╭─ Reading text
Managing Underwriter. Principal Financial Securities, Inc. based in Dallas,
Texas is a member of The Principal Financial Group, a diversified family of
financial services companies. The group's largest member, Principal Mutual
Life Insurance Company, was founded in 1879 and ranks among the 10 largest
U.S. life insurers based on assets. The Principal(R)offers a full range of
financial products and services for business, groups and individuals. Founded
in 1952 as Eppler, Guerin & Turner, Inc., Principal Financial Securities has
grown to be one of the largest regional investment banking and brokerage
firms. Principal Financial Securities is a member of the New York and American
stock exchanges and the National Association of Securities Dealers.
Sponsor. Van Kampen American Capital Distributors, Inc., a Delaware
corporation, is the Sponsor of the Trust. The Sponsor is an indirect
subsidiary of VK/AC Holding, Inc. Prior to October 31, 1996, VK/AC Holding,
Inc. was controlled, through the ownership of a substantial majority of its
common stock, by The Clayton & Dubilier Private Equity IV Limited Partnership.
╰─
§ Objective
In the underwriter and sponsor text, in what year and under what name was Principal Financial Securities founded?
╭─ Given information
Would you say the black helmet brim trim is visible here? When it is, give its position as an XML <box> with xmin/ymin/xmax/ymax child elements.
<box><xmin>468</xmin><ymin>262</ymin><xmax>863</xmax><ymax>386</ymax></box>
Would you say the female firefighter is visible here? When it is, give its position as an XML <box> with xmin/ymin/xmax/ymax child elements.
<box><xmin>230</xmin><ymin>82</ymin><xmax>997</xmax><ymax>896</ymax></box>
╰─
╭─ Given information
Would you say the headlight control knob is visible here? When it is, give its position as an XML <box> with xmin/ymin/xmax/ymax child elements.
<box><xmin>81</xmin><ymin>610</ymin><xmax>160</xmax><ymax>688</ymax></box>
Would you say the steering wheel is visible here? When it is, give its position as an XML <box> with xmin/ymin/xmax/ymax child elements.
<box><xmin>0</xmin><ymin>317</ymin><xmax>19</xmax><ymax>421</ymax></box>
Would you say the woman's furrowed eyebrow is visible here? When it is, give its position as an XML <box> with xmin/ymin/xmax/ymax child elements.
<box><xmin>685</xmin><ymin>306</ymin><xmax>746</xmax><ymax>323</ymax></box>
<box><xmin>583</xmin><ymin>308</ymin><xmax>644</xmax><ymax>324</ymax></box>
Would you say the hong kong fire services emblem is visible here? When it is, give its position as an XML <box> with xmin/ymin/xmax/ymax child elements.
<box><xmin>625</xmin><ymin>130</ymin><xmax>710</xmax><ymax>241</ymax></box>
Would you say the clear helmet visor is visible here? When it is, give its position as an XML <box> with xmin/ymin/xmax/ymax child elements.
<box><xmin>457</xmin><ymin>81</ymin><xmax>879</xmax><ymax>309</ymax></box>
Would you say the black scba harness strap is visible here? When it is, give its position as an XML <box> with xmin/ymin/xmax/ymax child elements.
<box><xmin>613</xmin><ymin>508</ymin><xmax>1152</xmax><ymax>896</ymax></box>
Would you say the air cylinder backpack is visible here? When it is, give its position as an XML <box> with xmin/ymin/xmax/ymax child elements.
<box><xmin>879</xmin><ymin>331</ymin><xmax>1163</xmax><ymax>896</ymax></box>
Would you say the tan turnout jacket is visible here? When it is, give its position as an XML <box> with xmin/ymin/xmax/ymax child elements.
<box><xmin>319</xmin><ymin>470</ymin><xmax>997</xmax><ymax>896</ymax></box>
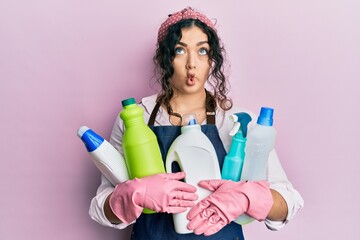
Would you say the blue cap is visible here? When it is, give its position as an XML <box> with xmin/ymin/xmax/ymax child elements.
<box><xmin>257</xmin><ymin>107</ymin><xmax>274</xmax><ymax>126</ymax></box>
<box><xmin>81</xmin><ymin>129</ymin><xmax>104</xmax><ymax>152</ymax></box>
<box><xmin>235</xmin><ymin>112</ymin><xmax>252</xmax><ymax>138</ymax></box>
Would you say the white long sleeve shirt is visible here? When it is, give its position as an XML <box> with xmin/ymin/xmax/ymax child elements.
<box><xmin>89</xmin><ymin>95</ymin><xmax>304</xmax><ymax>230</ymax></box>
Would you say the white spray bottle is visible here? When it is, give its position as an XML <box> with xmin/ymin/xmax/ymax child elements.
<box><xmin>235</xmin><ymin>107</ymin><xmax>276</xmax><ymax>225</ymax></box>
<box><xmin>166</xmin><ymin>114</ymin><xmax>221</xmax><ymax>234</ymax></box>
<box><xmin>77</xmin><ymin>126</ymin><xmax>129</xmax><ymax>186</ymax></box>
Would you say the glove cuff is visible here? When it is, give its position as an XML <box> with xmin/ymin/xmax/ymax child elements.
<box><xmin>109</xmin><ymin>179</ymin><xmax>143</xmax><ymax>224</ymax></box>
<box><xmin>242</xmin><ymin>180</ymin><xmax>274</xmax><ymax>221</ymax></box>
╰─
§ The answer
It was founded in 1952 as Eppler, Guerin & Turner, Inc.